* Aim of the exercise *
The expected output is every line from the one containing "Where can you spot the white shorts?" to the end of the data below, exactly, and no other line.

* Records for the exercise *
=== Begin Enclosure ===

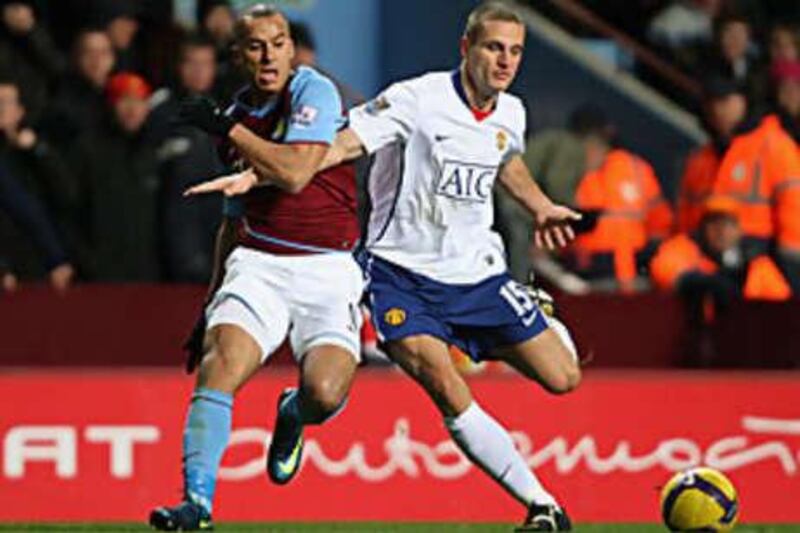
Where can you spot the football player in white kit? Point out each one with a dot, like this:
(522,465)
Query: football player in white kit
(436,271)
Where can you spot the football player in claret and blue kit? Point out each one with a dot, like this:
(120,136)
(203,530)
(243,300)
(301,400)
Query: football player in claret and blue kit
(436,270)
(292,271)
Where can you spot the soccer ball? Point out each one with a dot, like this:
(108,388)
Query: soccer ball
(700,499)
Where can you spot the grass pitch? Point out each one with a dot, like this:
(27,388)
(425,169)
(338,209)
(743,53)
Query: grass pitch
(382,527)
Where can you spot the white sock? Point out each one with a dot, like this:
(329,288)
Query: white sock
(489,445)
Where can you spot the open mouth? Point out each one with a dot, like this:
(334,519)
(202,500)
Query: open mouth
(268,75)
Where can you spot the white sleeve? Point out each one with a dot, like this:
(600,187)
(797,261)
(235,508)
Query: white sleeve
(390,117)
(517,141)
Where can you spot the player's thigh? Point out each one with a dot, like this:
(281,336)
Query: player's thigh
(323,304)
(327,373)
(546,359)
(427,360)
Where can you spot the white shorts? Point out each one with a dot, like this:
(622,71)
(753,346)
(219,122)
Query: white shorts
(314,298)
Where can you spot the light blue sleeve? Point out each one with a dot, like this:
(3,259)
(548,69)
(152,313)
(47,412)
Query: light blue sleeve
(316,112)
(232,207)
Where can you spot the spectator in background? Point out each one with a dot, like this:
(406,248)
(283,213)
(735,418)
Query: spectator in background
(79,105)
(119,20)
(187,155)
(27,50)
(632,218)
(119,186)
(733,56)
(306,54)
(683,29)
(786,95)
(557,159)
(216,20)
(783,43)
(724,115)
(37,171)
(715,263)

=== End Enclosure ===

* Written response *
Where can you spot the white shorts? Point out each one with a dot, like this:
(622,71)
(753,346)
(219,122)
Query: white shorts
(314,298)
Where can you spot the light blue sleeve? Point out each one with a dot, like this:
(3,259)
(548,69)
(152,313)
(47,412)
Query: light blue sleeve
(316,112)
(232,207)
Where can you spot the spectator in background? Point out each one with a dot, like this:
(406,248)
(283,213)
(735,418)
Query: spectator in background
(79,105)
(119,20)
(187,155)
(27,50)
(632,218)
(119,186)
(733,56)
(306,54)
(683,29)
(786,95)
(557,159)
(216,20)
(783,43)
(724,115)
(37,171)
(715,263)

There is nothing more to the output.